PASSAGE SHOWN:
····················

Todays’ Support and resistance commodity futures options and research – BrokersEDGE 9-10-18 – DAW Trading

Corn (December)
Last Week’s Close: December corn futures finished Friday’s session up 1 ¼ cents, putting prices in positive territory by 1 ½ cents for the week. Futures traded in a 8 ¾ cent range during the shortened trading week. Friday’s Commitment of Traders report showed funds sold 1,234 through September 4th, expanding their net short position to 80,539 futures.
Fundamentals: Crop progress will be released after the close today, we are not expecting any significant changes. The big-ticket item this week will be the USDA report Wednesday (11am cst). Early estimates are for U.S. yields to come in at 177.8, slightly below last month’s 178.4. U.S. production estimates are coming in near 14.53 billion bushels, just below last month’s 14.586. U.S. carryout is expected to come in near 1.64 billion bushels, slightly lower than last month’s 1.684.

····················

RAW RECORDS:
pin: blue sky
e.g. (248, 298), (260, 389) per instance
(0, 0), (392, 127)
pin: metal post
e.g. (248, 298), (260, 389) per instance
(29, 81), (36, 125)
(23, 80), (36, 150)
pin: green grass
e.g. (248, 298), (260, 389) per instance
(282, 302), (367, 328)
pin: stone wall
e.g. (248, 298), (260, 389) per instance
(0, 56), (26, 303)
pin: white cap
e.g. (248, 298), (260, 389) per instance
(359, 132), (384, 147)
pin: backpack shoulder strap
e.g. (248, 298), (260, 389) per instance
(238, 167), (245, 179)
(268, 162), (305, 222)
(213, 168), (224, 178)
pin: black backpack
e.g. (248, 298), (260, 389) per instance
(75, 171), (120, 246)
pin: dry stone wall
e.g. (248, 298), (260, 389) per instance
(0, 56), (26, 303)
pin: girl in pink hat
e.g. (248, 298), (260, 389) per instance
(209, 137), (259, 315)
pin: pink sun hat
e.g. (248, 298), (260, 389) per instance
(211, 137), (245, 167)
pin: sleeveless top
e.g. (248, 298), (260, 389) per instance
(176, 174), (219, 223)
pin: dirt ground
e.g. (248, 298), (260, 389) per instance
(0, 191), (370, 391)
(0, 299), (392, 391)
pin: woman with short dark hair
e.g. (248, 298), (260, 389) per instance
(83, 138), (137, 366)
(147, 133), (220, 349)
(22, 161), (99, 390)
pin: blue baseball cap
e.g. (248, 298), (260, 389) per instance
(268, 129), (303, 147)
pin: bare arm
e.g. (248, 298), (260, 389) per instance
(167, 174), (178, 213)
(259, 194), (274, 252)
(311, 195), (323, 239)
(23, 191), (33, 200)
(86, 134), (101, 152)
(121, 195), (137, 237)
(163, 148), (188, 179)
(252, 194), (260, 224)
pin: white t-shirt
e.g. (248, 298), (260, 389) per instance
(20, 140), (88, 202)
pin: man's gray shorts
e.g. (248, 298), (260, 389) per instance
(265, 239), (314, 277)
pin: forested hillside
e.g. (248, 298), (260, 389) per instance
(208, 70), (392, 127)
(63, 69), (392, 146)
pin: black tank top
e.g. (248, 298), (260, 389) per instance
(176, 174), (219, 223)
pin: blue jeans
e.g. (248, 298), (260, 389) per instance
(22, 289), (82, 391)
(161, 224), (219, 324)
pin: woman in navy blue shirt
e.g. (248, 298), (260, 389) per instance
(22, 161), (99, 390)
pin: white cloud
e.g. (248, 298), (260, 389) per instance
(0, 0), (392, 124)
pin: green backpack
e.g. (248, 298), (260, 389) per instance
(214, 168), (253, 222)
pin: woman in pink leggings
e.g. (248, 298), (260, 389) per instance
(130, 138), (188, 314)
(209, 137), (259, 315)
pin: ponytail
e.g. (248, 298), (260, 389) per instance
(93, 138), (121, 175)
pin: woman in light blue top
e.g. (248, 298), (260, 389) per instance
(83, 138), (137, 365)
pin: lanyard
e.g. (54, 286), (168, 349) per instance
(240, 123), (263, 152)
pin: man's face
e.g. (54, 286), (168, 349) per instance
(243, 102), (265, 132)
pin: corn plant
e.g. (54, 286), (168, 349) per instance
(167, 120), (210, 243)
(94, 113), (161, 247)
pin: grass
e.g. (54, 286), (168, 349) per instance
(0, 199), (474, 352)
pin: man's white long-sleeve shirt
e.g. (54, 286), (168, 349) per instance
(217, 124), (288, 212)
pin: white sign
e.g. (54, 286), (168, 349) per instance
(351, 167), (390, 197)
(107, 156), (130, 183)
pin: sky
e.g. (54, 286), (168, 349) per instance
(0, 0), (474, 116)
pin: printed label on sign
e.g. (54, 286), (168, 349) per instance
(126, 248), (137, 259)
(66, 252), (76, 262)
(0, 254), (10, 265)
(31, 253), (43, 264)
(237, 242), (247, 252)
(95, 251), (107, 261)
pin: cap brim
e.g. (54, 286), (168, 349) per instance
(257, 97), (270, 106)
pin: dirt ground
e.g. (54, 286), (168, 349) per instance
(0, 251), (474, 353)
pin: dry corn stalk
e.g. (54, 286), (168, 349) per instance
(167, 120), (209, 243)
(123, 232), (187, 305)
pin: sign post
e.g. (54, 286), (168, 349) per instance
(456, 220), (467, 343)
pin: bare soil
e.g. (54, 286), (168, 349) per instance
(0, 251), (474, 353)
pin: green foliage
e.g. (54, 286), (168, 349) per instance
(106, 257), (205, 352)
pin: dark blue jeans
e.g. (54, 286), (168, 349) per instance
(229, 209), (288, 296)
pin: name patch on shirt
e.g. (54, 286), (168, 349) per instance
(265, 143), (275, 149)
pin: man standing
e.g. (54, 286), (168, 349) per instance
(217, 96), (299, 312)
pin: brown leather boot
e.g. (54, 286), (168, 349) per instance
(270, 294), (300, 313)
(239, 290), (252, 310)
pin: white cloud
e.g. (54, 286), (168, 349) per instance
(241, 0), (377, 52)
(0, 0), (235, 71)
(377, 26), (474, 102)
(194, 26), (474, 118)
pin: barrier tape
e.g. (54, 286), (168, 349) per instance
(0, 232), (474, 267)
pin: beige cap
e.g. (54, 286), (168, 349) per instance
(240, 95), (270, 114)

····················

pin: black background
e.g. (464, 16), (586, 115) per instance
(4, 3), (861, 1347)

····················

TO-DO LIST:
1. Do these statements agree with the corn futures report? For each, answer yes or no and quote the words from the report that decide it.
(a) December corn futures ended the week higher.
(b) Funds reduced their net short position.
(c) The USDA report comes out on Wednesday.
2. Carry on the corn futures report from its last sentence.

RESPONSES TO THE EXERCISE:
1.
(a) Yes: "putting prices in positive territory by 1 ½ cents for the week"
(b) No: "expanding their net short position to 80,539 futures"
(c) Yes: "The big-ticket item this week will be the USDA report Wednesday (11am cst)"

2.
Technicals: December corn futures are starting this week’s trade in the exact same spot as last week’s open. The market has been trading sideways in a relatively tight range, because of this, many of our technicals remain the same. Our resistance pocket continues to hold from 369 ½-370 ¾, the bears are in total control until the bulls can achieve consecutive closes above this pocket. On the support side of things, the first pocket we see comes in from 359-361, a close below here likely accelerates the selling and takes us back towards 349 352 ¼.
Bias: Bearish/Neutral
Resistance: 369 ½-370 ¾***, 380 ½-382 ½****
Support: 359-361**, 349-352 ¼****

Soybeans (November)
Last Week’s Close: November soybean futures finished Friday’s session up 5 ¾ cents, trimming losses for the week to just ½ of a cent. Futures traded in a 16 ¾ cent range during the shortened trading week. Friday’s Commitment of Traders report showed funds sold 8,550 futures through September 4th, expanding their net short position to 69,799.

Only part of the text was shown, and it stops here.